_抜粋資料_
--- --- ---

労働安全衛生総合研究所

研究報告 TN-77 の抄録

防爆構造電気機器の温度測定方法の一考察について

TN-77-1
坂主勝弘
まえがき
 電気機器の通電部は導体を絶縁物で囲み,他の物体から電気的に隔離して導体に電流を流す。
 電線は一般に電流によるジュール熱のために温度上昇をきたすが,許容電流以上の過大な電流が流れると温度上昇は一層はげしく,しだいに電線の被覆の電気絶縁性が熱のため劣化し,被覆をとおって他の物体(接地体等)に電流(漏えい電流)が流れて,種々な災害,障害をひき起す原因となる。
 そのために電気機器に用いる絶縁物にはその種類に応じ許容最高温度が定められている。
 各種絶縁物の許容最高温度は表1のように決められている。
 表1のE種絶縁は,A種に比らべ温度上昇は15℃高く許容されている。したがってこれらの絶縁物を用いた同一出力,極数の電動機の外形寸法を相対的に比較すると,絶縁物自身の厚さ等は変らず耐熱性のよい,E種絶縁の方がはるかに小形化することができる(図1参照)。
 また,重量比は,A種に対しE種の電動機は,出力の大小により若干の差はあるが,A種の約55~ 85%程度に納まる。
 一般電気機器においては,巻線類の温度を測定し,その絶縁物の温度が許容値を超えていないかどうかをチェックすることは重要な事項となっていており,型式試験等における試験項目に入っている。
 また防爆電気機器では,爆発性ガス(可燃性ガスまたは可燃性液体の蒸気)または可燃性粉じんに触れる部分の温度上昇限度は爆発性ガスまたは粉じんの発火度の分類に応じて定められている,したがって温度測定は特に重要な試験項目の一つとなっている。
 温度の測定方法のうち,発熱部表面の温度を計測する場合,発熱部の温度を正確に取り出すために,測温素子を発熱部にどのようにして固定するかが大切である。
 今回は2(1)に述べる発熱装置を用いて静止部分の発熱部表面の温度計測が実際に現場等で実用化できる方法で,なおかつ測温素子の固定方法のちがいによる測定誤差の少ないものを研究するため行った。

--- --- ---

(データソースの項目)
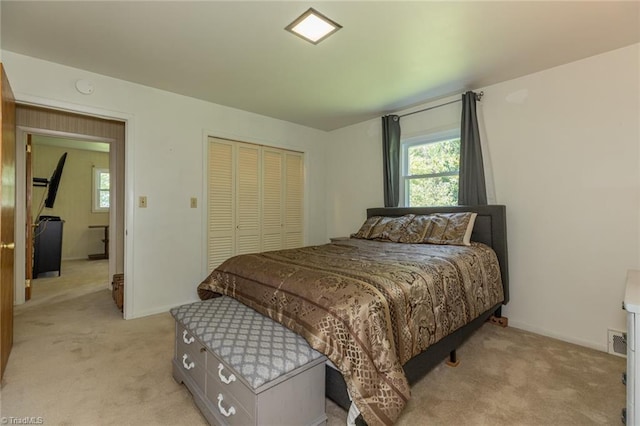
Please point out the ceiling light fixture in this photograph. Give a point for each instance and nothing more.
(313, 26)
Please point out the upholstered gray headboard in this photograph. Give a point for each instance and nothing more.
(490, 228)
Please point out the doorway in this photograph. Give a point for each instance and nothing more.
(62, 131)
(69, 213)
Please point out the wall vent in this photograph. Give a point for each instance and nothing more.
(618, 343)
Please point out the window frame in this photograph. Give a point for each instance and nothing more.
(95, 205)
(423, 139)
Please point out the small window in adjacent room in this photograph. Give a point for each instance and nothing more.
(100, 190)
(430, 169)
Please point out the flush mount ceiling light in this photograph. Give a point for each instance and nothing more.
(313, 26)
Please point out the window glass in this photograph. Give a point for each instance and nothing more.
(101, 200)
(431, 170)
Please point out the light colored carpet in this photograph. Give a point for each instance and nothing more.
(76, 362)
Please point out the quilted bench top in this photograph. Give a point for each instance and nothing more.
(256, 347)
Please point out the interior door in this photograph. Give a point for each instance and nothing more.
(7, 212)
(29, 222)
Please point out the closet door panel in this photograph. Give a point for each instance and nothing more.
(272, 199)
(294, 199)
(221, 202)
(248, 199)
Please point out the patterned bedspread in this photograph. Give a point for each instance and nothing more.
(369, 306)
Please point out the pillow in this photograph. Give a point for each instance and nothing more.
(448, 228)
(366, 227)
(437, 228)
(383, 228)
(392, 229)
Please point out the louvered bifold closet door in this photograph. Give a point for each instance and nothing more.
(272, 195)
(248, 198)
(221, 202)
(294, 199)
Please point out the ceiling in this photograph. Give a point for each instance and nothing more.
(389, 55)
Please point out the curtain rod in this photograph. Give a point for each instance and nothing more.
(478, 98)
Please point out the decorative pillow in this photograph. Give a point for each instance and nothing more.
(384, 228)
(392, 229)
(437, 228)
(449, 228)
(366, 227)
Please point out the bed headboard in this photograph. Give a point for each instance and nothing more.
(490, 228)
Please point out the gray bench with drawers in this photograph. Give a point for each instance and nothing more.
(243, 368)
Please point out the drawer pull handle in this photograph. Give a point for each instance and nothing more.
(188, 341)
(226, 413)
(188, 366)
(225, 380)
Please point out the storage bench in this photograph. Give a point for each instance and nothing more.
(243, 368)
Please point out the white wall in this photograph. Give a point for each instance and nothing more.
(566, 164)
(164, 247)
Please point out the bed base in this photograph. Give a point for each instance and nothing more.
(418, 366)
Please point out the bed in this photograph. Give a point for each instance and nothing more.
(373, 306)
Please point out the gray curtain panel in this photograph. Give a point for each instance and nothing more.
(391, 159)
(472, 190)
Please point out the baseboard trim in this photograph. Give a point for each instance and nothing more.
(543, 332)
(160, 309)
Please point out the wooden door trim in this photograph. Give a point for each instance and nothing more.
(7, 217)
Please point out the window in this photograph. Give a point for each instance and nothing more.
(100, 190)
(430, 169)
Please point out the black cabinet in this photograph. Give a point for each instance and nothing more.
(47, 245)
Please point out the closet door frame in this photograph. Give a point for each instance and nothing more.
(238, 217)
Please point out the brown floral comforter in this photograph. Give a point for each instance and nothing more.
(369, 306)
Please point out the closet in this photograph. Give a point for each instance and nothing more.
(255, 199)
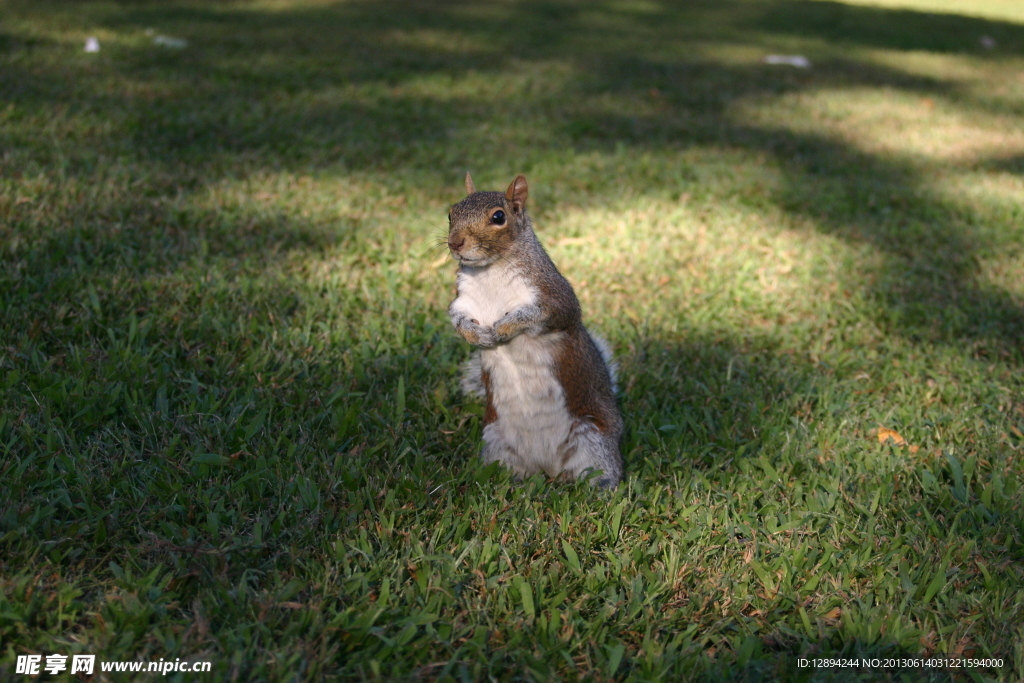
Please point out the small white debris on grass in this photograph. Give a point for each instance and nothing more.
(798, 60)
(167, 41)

--- --- ---

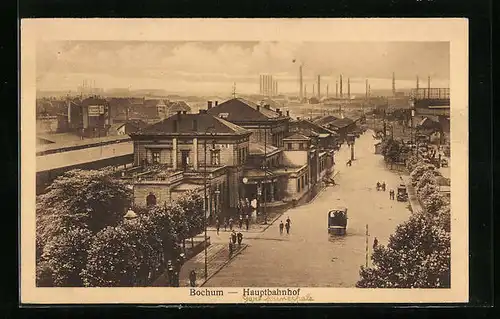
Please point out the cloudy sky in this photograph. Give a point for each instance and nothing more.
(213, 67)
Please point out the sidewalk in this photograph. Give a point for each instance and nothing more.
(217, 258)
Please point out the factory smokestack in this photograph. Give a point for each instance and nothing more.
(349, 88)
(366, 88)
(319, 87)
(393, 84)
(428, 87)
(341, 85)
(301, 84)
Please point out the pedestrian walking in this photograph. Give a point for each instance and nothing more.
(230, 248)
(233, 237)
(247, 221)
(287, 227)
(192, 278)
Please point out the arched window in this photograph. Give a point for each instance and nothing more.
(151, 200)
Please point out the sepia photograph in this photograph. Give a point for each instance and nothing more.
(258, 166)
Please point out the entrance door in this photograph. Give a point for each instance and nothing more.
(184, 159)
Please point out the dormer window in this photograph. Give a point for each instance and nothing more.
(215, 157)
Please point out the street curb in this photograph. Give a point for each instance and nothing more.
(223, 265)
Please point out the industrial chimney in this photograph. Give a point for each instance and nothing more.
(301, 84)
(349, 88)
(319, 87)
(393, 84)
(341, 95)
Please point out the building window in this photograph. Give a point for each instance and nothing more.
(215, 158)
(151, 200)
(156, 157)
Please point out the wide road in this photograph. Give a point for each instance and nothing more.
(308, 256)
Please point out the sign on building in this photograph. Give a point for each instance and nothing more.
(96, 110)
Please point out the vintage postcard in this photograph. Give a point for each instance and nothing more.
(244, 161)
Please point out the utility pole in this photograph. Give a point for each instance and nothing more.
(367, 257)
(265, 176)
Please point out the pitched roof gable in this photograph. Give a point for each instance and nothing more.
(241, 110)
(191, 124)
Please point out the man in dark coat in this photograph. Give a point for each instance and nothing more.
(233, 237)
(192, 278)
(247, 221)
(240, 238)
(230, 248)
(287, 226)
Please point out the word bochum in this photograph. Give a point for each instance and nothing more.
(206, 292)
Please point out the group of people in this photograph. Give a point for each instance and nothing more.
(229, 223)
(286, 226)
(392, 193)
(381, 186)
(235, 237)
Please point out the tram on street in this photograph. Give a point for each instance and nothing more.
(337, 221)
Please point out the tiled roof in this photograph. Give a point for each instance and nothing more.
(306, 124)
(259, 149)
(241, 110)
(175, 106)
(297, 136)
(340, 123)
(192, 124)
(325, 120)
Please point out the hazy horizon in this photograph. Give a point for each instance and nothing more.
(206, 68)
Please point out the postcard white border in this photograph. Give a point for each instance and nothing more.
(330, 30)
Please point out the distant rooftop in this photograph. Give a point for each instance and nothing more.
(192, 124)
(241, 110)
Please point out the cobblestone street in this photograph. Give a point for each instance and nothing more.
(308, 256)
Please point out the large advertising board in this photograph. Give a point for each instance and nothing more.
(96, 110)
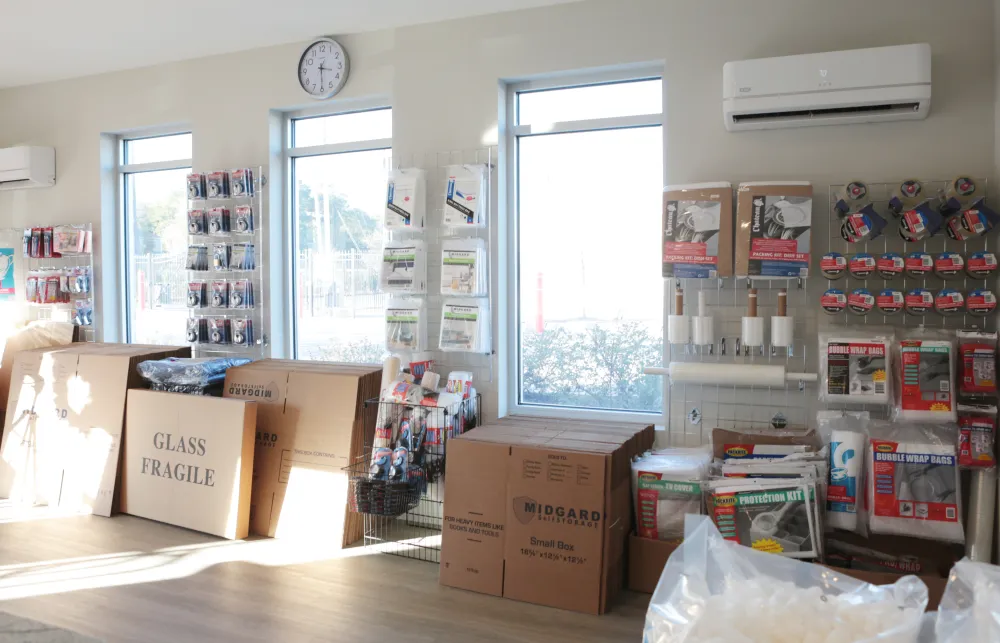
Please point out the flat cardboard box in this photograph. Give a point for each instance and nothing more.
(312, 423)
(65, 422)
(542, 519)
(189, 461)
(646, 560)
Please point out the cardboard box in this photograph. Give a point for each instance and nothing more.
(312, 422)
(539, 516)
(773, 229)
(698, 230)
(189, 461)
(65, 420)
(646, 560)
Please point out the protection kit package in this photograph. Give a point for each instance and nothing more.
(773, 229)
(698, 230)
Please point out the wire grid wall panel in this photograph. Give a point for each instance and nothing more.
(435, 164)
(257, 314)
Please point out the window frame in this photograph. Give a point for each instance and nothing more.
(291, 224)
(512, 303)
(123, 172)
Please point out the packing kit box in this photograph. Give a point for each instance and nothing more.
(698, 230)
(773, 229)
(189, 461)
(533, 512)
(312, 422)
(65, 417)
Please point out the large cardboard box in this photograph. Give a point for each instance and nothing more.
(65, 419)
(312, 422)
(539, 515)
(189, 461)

--- --- ---

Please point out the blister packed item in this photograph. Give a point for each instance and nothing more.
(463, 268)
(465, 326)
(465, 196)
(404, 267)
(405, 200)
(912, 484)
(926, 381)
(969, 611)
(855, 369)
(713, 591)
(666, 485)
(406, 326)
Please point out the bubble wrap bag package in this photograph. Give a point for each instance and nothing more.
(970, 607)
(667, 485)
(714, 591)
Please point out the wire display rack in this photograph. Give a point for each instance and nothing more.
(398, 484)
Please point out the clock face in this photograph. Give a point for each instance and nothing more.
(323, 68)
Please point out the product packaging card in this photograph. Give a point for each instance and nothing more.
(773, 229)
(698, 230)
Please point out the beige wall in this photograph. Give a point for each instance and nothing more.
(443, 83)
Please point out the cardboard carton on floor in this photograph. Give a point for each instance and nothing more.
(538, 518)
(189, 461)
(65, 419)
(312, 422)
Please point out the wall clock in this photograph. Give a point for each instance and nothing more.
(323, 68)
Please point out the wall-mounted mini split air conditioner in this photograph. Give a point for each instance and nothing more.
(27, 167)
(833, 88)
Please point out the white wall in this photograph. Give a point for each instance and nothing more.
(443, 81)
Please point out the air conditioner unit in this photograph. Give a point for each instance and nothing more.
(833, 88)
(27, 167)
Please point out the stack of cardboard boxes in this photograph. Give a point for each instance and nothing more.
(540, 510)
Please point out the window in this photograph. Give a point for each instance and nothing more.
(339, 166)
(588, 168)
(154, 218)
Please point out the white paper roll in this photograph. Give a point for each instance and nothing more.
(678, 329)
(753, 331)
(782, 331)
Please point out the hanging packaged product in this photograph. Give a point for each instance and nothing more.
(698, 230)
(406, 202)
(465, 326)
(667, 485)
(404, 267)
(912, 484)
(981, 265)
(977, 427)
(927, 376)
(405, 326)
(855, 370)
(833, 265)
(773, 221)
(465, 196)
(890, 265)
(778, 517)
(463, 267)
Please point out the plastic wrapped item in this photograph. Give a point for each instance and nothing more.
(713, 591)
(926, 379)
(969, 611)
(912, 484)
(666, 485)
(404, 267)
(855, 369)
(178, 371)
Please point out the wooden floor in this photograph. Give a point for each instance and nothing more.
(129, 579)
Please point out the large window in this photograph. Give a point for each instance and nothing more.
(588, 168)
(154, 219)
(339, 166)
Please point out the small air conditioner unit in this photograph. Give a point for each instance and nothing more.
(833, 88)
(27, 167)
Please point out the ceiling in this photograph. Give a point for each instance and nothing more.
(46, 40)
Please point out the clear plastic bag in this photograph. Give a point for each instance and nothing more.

--- --- ---

_資料を読み解く_
(1) 温度測定に関する抄録から、「また,重量比は,A種に対しE」を含む語句で始まり「して固定するかが大切である。」で終わる部分をそのまま書き写しなさい。
(2) 温度測定に関する抄録によると、表1のE種絶縁はA種に比べて温度上昇が何℃高く許容されているか。

_問題の解答_
(1)
また,重量比は,A種に対しE種の電動機は,出力の大小により若干の差はあるが,A種の約55~ 85%程度に納まる。
 一般電気機器においては,巻線類の温度を測定し,その絶縁物の温度が許容値を超えていないかどうかをチェックすることは重要な事項となっていており,型式試験等における試験項目に入っている。
 また防爆電気機器では,爆発性ガス(可燃性ガスまたは可燃性液体の蒸気)または可燃性粉じんに触れる部分の温度上昇限度は爆発性ガスまたは粉じんの発火度の分類に応じて定められている,したがって温度測定は特に重要な試験項目の一つとなっている。
 温度の測定方法のうち,発熱部表面の温度を計測する場合,発熱部の温度を正確に取り出すために,測温素子を発熱部にどのようにして固定するかが大切である。

(2) 15℃